What you will do
Pull out every line of the entries below that contains the string "glass", treating uppercase and lowercase as different.

Data for this exercise
************
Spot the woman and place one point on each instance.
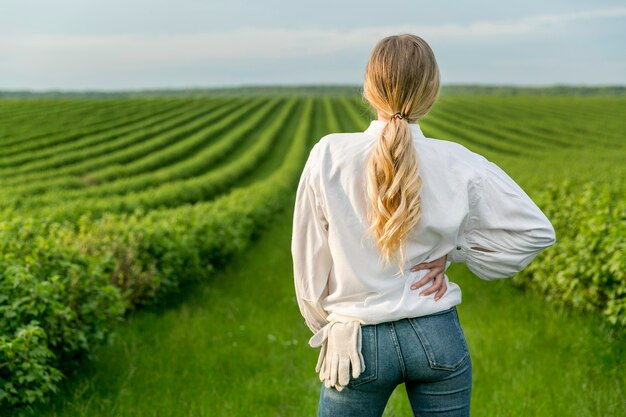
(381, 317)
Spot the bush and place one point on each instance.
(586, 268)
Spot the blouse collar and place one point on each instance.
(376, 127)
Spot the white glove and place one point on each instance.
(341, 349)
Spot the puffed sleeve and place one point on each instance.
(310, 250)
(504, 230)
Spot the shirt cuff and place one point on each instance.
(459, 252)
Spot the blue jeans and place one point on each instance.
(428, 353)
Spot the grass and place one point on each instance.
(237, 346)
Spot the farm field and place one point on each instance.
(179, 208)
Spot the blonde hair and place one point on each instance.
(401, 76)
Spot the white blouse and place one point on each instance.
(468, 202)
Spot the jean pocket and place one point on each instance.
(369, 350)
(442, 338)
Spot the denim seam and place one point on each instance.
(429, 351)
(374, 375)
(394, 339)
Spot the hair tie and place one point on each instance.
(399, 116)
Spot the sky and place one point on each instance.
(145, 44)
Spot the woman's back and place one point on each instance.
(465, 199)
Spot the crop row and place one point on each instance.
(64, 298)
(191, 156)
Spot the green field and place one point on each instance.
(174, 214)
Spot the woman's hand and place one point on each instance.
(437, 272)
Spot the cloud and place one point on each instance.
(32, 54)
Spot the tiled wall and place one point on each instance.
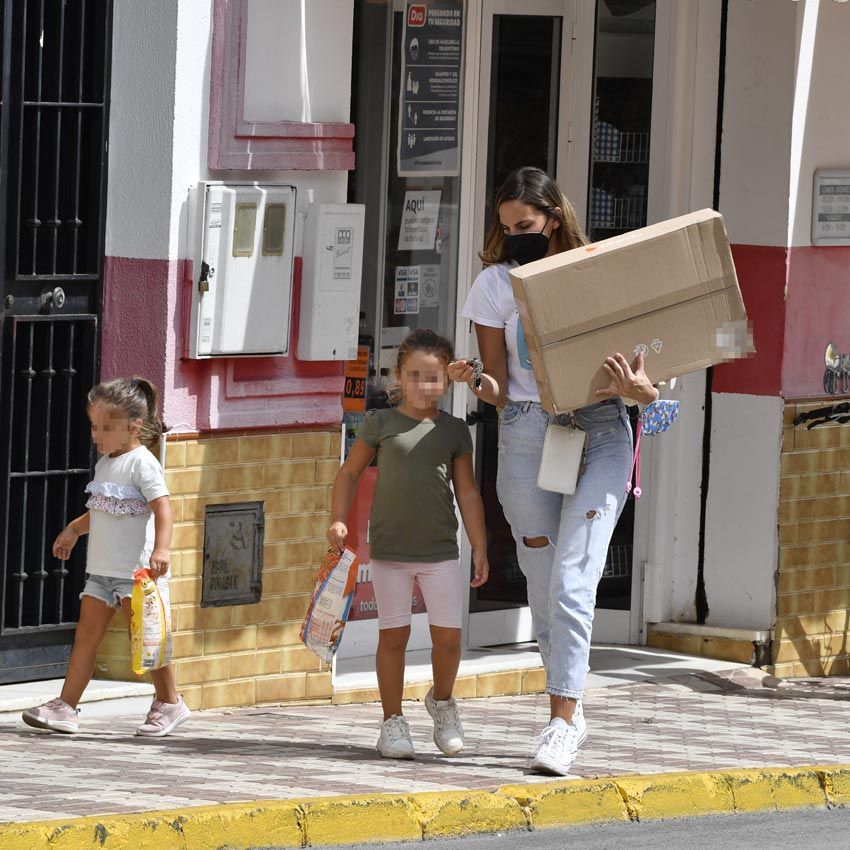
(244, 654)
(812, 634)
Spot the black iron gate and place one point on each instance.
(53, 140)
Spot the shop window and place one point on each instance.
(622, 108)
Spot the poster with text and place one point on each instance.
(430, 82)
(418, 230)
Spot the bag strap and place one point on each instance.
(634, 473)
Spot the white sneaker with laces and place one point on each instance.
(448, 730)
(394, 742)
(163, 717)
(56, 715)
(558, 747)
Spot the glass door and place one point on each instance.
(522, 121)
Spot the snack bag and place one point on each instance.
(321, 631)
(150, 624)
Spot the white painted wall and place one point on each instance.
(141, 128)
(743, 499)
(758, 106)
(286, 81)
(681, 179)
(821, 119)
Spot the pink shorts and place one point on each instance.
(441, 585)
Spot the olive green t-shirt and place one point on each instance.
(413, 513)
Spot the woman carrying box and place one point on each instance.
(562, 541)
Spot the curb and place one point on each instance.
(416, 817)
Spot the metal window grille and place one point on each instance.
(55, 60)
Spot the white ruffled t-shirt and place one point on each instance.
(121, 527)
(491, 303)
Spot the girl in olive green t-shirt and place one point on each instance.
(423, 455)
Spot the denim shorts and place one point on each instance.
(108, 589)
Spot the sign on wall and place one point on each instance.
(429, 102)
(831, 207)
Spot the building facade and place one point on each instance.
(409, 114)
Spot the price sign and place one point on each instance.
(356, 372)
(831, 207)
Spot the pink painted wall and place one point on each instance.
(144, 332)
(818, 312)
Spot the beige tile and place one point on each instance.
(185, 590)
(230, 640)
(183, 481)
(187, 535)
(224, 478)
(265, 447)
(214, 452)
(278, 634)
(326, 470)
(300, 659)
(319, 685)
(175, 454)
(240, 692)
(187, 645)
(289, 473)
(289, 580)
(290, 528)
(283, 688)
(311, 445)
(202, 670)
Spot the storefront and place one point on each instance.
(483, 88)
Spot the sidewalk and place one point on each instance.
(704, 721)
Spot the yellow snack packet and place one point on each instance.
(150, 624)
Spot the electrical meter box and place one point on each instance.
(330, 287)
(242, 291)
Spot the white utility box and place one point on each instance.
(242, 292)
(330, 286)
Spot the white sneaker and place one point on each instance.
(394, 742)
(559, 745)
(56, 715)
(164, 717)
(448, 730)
************
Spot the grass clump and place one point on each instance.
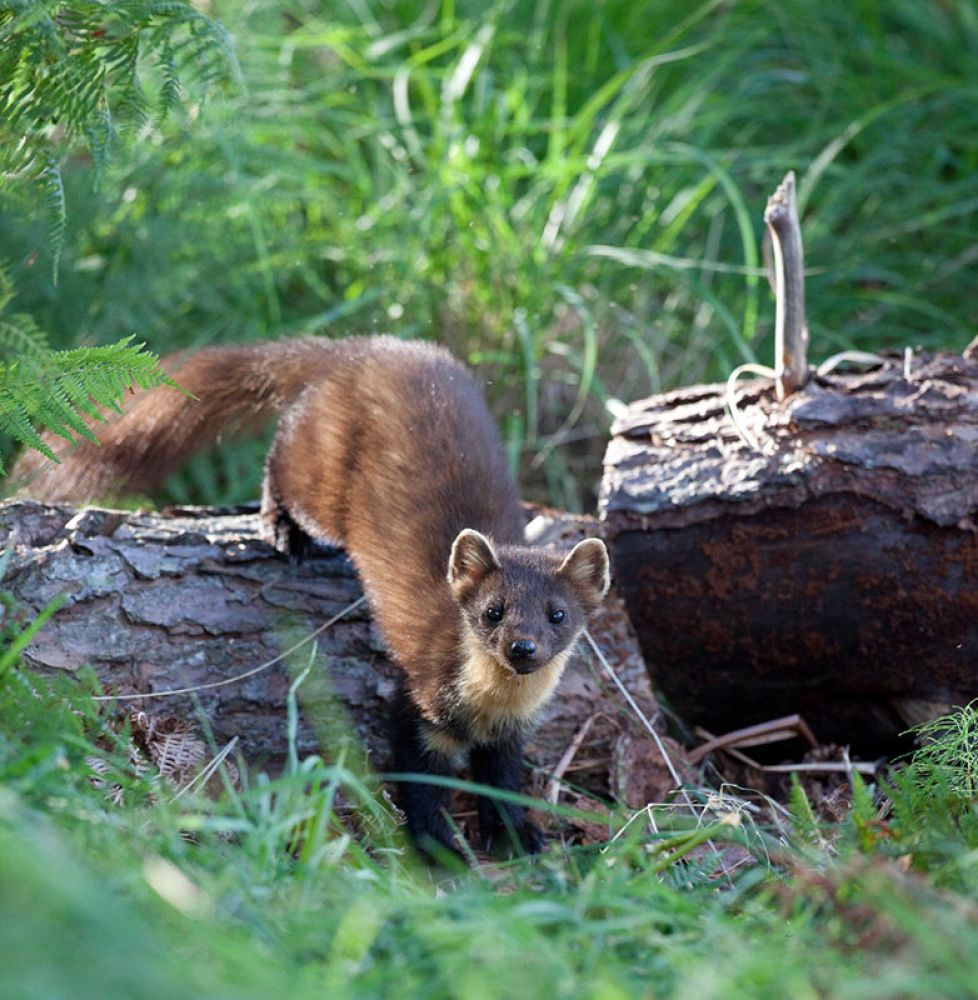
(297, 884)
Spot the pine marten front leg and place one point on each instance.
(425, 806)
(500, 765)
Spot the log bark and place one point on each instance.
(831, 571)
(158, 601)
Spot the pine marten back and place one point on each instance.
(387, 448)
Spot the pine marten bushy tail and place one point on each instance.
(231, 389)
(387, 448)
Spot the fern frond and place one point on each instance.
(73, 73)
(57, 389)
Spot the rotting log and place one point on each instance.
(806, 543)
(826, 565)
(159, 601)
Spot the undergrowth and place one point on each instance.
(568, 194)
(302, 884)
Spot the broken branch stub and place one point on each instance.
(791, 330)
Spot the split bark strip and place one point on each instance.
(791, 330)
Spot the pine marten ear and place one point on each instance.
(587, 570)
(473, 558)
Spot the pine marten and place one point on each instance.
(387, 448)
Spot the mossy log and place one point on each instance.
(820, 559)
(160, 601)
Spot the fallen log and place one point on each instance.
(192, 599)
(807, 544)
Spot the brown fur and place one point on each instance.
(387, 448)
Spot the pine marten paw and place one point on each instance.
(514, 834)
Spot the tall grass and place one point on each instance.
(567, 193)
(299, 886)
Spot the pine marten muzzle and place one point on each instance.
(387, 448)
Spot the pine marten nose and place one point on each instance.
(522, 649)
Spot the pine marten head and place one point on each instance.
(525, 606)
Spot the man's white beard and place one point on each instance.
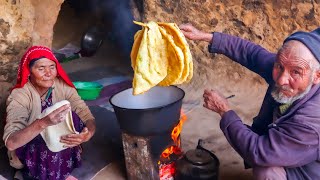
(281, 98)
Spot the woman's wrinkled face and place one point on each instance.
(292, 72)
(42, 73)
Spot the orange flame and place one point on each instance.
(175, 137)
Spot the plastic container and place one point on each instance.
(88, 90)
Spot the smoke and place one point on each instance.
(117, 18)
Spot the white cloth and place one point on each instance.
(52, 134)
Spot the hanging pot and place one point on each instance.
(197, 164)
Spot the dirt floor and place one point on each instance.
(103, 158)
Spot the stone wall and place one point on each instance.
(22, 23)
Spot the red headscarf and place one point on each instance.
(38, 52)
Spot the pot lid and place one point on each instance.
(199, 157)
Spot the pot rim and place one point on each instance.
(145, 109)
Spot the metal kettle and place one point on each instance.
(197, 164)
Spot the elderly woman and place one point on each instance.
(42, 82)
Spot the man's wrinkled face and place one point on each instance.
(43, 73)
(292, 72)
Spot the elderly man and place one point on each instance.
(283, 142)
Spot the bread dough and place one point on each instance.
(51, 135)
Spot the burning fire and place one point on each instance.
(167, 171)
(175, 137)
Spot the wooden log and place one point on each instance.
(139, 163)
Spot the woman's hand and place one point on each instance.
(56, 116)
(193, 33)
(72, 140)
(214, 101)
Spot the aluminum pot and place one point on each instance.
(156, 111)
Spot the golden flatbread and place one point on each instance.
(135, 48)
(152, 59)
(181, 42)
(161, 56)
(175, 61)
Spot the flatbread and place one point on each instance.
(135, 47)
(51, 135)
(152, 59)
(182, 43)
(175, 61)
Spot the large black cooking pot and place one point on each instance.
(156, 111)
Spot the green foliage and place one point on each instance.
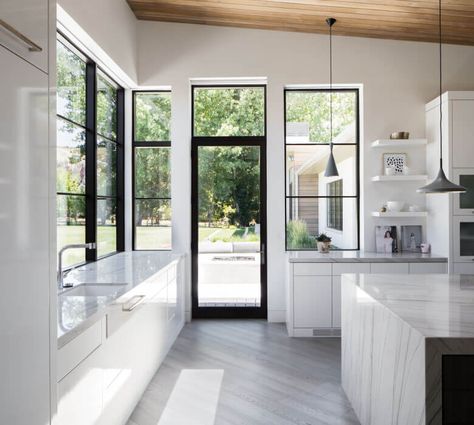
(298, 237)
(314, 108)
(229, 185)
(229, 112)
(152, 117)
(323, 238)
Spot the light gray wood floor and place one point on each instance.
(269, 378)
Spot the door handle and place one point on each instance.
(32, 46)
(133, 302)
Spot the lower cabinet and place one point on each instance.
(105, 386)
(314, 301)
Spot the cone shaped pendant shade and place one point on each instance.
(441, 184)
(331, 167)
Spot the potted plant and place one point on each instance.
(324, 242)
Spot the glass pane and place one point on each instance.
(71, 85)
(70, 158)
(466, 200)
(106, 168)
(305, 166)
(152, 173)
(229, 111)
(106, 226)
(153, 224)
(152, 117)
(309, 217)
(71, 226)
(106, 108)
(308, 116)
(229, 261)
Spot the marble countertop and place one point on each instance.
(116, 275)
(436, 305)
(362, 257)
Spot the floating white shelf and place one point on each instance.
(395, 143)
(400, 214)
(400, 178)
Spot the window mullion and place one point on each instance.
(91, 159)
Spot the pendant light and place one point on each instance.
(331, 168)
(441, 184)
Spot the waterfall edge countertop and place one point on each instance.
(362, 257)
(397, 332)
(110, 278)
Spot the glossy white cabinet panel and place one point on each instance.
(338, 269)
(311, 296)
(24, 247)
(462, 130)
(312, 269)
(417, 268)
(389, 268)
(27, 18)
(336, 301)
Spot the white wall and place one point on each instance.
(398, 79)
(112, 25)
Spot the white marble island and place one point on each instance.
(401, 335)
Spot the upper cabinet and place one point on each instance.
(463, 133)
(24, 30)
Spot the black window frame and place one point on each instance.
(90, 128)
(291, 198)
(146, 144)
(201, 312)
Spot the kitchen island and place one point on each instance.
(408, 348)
************
Written response
Spot the glass door and place one point on each instance.
Spot the glass pane and place one point on each instance.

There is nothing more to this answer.